■ **Work order**:
Work out how many lines in the listing below carry the word "When". Give that number alone.

■ **Data to process**:
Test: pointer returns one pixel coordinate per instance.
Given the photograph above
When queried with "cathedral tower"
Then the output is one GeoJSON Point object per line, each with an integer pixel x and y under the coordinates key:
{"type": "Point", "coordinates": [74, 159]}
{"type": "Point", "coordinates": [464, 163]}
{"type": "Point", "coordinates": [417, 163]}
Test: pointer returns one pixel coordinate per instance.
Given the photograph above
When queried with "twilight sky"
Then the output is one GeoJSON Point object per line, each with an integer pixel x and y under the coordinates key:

■ **Answer to this problem**:
2